* **Quoted passage**
---
Sherwin Reports Q4, 2022 Financial Results
Global coatings firm The Sherwin-Williams Company released its 2022 fourth-quarter and year-end financial results yesterday (Jan. 26), reporting consolidated net sales at a 9.8% increase for the quarter and an 11.1% increase for the year.
This brought the net sales for the quarter to $5.23 billion and net sales for the year to a record $22.15 billion.
The company attributes the fourth-quarter growth to increased selling prices in all segments, as well as higher architectural sales volumes in the Americas Group. This was partially offset by lower sales volumes outside of North America in the Consumer Brands and Performance Coatings Group.
Additionally, acquisitions increased consolidated net sales by approximately 1.5%, while currency translation rate changes reportedly decreased consolidated net sales by 2%.
---
* **Data**

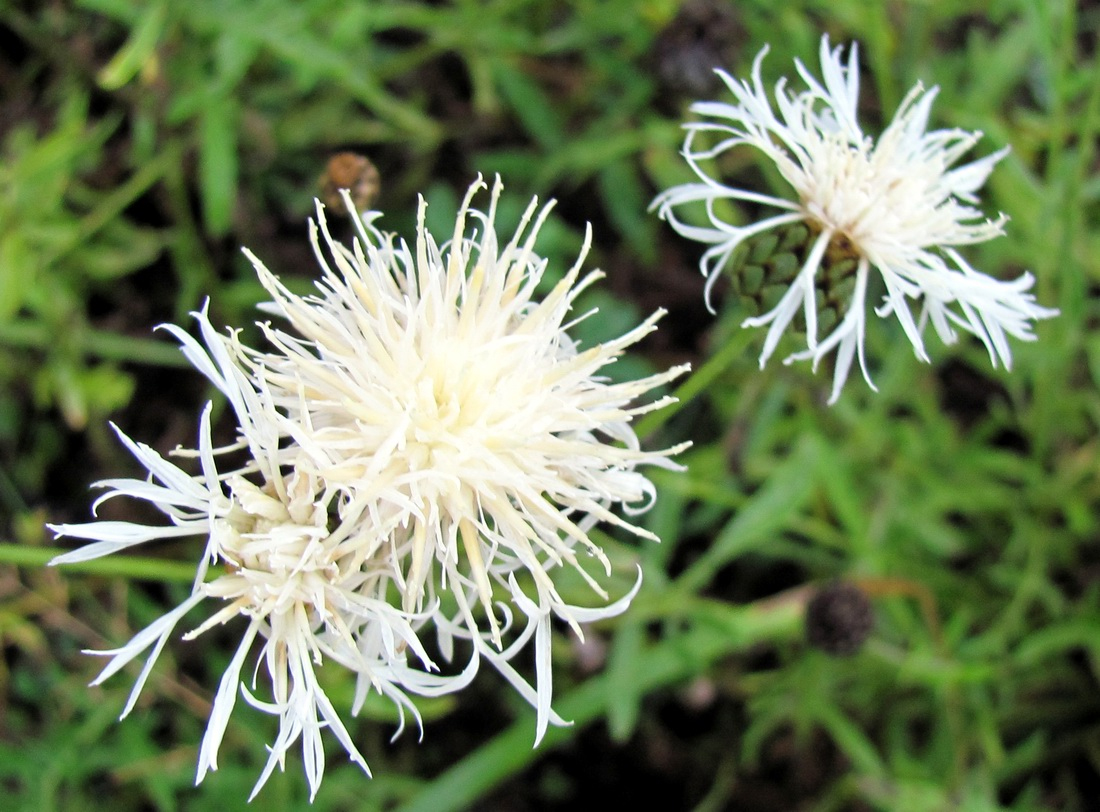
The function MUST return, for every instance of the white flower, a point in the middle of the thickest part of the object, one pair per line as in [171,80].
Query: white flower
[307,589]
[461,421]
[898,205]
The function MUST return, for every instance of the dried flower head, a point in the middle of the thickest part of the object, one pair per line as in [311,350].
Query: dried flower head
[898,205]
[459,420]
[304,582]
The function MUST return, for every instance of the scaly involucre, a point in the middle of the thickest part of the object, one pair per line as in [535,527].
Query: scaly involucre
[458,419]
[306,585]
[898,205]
---
* **Activity 1**
According to the Sherwin-Williams earnings article, what drove the company's fourth-quarter sales growth, and what partly offset it?
* **Activity 2**
Set down the part of the Sherwin-Williams earnings article that begins at the words "This brought the" and stops after "Performance Coatings Group.".

* **Task answer 1**
The growth came from higher selling prices in all segments and higher architectural sales volumes in the Americas Group. It was partly offset by lower sales volumes outside North America in the Consumer Brands and Performance Coatings Group.

* **Task answer 2**
This brought the net sales for the quarter to $5.23 billion and net sales for the year to a record $22.15 billion.
The company attributes the fourth-quarter growth to increased selling prices in all segments, as well as higher architectural sales volumes in the Americas Group. This was partially offset by lower sales volumes outside of North America in the Consumer Brands and Performance Coatings Group.